**Task data:**
►
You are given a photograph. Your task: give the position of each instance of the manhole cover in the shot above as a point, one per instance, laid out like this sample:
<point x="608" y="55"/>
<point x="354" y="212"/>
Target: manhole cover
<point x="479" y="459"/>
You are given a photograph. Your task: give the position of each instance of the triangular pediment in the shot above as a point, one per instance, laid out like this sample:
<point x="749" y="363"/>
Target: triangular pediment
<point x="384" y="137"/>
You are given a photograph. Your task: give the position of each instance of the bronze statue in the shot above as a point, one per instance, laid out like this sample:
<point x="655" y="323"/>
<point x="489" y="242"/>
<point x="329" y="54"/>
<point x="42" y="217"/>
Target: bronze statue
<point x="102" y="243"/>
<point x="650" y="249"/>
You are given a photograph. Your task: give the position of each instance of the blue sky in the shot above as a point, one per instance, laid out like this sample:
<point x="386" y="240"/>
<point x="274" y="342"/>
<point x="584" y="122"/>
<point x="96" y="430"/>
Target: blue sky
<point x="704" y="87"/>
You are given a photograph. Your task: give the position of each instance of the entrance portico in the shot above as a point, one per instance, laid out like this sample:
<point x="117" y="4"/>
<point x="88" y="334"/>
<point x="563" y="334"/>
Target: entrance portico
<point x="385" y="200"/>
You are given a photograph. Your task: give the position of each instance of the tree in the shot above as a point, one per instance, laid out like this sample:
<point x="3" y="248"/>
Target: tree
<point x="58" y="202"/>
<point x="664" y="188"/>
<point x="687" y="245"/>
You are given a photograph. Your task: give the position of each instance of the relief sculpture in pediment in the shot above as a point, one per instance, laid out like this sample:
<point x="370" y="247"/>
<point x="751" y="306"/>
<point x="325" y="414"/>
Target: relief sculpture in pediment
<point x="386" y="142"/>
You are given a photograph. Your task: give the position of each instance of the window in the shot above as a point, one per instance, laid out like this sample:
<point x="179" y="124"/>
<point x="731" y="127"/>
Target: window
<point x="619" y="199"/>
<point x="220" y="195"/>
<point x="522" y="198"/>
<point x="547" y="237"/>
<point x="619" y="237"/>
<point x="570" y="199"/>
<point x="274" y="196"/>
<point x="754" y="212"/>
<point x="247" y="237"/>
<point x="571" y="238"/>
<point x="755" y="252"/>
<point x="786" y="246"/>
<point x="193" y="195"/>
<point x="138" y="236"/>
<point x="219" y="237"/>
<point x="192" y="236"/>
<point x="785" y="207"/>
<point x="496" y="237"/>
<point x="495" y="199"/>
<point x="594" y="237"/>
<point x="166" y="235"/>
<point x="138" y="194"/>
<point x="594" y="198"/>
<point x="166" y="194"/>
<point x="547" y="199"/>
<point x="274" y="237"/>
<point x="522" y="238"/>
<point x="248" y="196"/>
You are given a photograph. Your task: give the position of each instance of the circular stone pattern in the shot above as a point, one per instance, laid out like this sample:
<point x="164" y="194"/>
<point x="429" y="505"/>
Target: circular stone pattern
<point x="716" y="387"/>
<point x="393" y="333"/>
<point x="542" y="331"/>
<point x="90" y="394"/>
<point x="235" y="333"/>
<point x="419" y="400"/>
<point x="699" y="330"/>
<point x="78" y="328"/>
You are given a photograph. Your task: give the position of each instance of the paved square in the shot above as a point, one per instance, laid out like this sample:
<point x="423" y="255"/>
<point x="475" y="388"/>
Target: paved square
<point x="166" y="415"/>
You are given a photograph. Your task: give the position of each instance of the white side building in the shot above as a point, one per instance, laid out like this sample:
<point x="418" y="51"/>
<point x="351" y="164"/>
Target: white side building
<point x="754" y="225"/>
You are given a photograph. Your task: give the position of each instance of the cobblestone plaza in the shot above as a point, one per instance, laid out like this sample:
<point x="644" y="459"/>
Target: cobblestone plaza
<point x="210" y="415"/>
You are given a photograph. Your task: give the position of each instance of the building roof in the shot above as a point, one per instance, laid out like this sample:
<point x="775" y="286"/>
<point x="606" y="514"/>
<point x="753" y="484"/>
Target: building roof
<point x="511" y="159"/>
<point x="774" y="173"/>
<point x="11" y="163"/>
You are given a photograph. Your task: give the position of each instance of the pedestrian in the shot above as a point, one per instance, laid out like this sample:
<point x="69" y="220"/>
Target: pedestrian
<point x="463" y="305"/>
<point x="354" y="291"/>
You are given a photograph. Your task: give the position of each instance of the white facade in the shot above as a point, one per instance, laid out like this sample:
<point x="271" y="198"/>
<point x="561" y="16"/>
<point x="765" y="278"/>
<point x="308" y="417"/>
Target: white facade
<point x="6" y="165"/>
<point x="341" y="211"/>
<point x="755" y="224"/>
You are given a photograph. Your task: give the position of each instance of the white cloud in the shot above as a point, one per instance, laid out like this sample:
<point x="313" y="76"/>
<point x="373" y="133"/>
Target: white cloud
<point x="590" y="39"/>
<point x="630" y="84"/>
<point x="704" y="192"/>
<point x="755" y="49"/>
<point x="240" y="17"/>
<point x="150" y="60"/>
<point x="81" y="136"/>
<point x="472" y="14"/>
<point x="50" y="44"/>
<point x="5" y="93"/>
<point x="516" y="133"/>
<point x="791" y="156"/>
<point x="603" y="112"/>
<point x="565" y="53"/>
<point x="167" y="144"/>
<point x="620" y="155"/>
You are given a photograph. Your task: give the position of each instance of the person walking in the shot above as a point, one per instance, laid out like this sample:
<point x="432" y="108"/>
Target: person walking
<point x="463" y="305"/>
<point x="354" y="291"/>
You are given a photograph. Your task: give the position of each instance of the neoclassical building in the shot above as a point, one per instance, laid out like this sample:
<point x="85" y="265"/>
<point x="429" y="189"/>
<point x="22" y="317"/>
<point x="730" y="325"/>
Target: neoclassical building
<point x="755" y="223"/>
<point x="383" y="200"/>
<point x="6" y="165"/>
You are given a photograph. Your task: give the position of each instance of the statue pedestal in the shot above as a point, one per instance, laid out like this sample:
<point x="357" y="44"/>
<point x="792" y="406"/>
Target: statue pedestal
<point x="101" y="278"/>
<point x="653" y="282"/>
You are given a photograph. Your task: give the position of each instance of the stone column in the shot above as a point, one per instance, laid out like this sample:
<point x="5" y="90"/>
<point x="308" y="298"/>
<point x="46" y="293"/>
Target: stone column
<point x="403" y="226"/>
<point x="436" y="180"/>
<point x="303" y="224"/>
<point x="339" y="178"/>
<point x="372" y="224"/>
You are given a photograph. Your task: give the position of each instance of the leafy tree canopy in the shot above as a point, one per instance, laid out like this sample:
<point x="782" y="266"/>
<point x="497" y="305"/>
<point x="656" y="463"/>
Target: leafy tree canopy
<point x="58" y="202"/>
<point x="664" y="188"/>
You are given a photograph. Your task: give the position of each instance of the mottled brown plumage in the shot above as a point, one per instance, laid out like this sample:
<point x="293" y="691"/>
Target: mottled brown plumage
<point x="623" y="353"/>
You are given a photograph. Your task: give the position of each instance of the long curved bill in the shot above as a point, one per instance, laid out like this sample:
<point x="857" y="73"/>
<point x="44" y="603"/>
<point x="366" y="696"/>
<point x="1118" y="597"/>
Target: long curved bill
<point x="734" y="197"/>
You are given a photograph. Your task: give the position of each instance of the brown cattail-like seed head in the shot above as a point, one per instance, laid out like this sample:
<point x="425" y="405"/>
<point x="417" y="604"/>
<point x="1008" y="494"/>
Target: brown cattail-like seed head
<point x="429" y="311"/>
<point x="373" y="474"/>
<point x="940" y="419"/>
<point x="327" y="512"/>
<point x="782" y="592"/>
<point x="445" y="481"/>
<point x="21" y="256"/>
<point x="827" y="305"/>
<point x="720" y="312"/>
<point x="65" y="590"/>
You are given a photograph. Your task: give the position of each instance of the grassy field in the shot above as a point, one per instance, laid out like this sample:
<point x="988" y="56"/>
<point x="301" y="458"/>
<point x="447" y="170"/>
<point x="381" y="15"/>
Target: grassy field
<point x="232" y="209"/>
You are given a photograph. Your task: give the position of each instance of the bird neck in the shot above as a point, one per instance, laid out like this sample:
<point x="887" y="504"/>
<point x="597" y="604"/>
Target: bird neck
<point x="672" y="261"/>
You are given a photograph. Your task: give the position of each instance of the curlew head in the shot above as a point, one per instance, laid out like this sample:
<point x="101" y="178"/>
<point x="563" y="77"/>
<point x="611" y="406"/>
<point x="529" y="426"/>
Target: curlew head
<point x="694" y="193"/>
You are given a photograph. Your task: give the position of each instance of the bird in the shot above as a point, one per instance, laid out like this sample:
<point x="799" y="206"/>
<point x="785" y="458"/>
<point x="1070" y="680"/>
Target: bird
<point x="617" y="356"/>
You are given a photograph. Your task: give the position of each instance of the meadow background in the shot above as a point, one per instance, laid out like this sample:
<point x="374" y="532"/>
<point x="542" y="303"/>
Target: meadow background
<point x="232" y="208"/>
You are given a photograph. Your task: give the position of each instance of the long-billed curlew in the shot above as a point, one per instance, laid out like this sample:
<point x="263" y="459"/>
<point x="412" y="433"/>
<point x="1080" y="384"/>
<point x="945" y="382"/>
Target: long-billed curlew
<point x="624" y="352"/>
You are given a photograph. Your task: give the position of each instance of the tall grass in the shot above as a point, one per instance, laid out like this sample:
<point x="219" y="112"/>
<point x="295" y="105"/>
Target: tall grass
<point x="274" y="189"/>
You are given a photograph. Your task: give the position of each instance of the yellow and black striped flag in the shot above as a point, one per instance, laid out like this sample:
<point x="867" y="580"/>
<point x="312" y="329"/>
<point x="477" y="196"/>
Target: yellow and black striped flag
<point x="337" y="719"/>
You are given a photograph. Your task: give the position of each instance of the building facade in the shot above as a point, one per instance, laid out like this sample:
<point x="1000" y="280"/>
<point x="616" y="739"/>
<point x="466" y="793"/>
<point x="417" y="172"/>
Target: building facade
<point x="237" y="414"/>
◄
**What the task asks:** Can you quote exactly the lines from the one containing "of the yellow" through the last line of the records above, and nothing else?

**Finished exercise:**
You are given a photograph. Your task: give the position of each instance of the yellow and black striped flag in the shot above as a point, one per instance, laid out like this sample:
<point x="867" y="580"/>
<point x="312" y="329"/>
<point x="477" y="196"/>
Target: yellow and black striped flag
<point x="337" y="719"/>
You are given a photograph. Your task: give the position of each instance of the building facade in the shot above as a point, one per instance, laid out like this sample:
<point x="1000" y="280"/>
<point x="616" y="739"/>
<point x="466" y="793"/>
<point x="417" y="172"/>
Target: building facade
<point x="237" y="414"/>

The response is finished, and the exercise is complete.